= Dataset content =
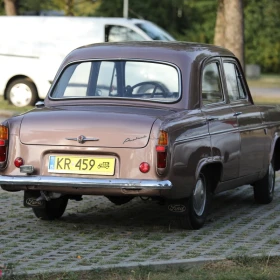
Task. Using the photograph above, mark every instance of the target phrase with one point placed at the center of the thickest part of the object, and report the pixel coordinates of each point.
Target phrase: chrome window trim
(58, 75)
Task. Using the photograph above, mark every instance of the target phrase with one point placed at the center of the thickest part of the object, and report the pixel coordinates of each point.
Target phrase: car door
(222, 122)
(252, 134)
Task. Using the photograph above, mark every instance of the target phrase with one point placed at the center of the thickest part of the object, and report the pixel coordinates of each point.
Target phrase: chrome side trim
(73, 182)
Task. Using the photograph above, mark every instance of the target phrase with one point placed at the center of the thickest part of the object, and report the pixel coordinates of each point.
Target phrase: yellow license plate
(82, 165)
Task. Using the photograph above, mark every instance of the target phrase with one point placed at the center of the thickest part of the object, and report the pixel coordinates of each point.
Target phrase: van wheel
(264, 188)
(22, 92)
(53, 209)
(197, 206)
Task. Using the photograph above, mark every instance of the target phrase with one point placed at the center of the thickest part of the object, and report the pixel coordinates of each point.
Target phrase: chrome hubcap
(199, 197)
(271, 176)
(20, 95)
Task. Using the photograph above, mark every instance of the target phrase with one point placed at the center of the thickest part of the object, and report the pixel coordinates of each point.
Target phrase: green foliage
(262, 34)
(2, 10)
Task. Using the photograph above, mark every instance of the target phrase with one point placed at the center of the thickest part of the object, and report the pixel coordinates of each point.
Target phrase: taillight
(161, 150)
(4, 136)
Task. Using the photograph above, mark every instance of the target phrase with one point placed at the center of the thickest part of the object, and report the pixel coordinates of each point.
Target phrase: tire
(119, 200)
(54, 209)
(22, 92)
(197, 206)
(264, 188)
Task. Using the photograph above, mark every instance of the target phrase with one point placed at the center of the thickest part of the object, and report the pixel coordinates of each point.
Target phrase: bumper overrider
(85, 185)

= The task =
Output each line exactly as shown above; no pictures go in the copy.

= Exercise output =
Task. Using the photograph above, mark every instance of the target phrase with one point placed at the center of the thickest part of the object, and report the pixel coordinates of each point.
Target phrase: chrome window trim
(58, 75)
Task. Using the photograph above, mark every instance of the target phrase with one point placed at the center of the thickest part of the object, and report the pixel coordinates of each point.
Target phrase: car door
(222, 122)
(252, 134)
Task. Using the photograph above, mark every instance of the target phrase with one point placed at the center of the thickest part of the object, and report the pixel coordinates of each point.
Target phrase: chrome side trim
(73, 182)
Task. Using the photograph above, mark every instance of the target phrase with one point placed at the center of the thickest part of the object, and report the pixel coordinates of each point.
Target phrase: yellow license plate
(82, 165)
Task. Using the photograph above, mark every instance of the target phrase with one point placed at the center of the thickest part of the object, and report the pixel coordinates of each point.
Target phrase: van wheel
(264, 188)
(22, 92)
(53, 209)
(197, 206)
Task. Using the photograph above, mark every instance of the target phrase with one point placed at the center of the thickest part of the object, and report the pixel coordinates of each point.
Target phrase: chrome hubcap
(199, 197)
(271, 176)
(20, 95)
Task. Using the photograph above, mark every instance of the target phrase with one point placed at the center of the thickest part of the object, and report the pixel coordinates of each point.
Target phrase: green foliage
(262, 34)
(2, 10)
Task. Using the photograph above, mark every instance of the target phrase with one point placed at the center of the thickest part of the object, and report the pixel coordinates of each point.
Target phrase: taillight
(161, 150)
(4, 136)
Task. Using the photograph above, mark every instance of the target phrase with one point placed at the center of the thickest part of the object, and report the pixel coordinates of each point.
Target phrase: tire
(119, 200)
(54, 209)
(22, 92)
(197, 206)
(264, 188)
Task. Using the photograph above, mark every instance of the target phrase with one point placed at the center of the thickest part of the object, and report the pixel coordinates of each point.
Target phrase: bumper overrider
(85, 185)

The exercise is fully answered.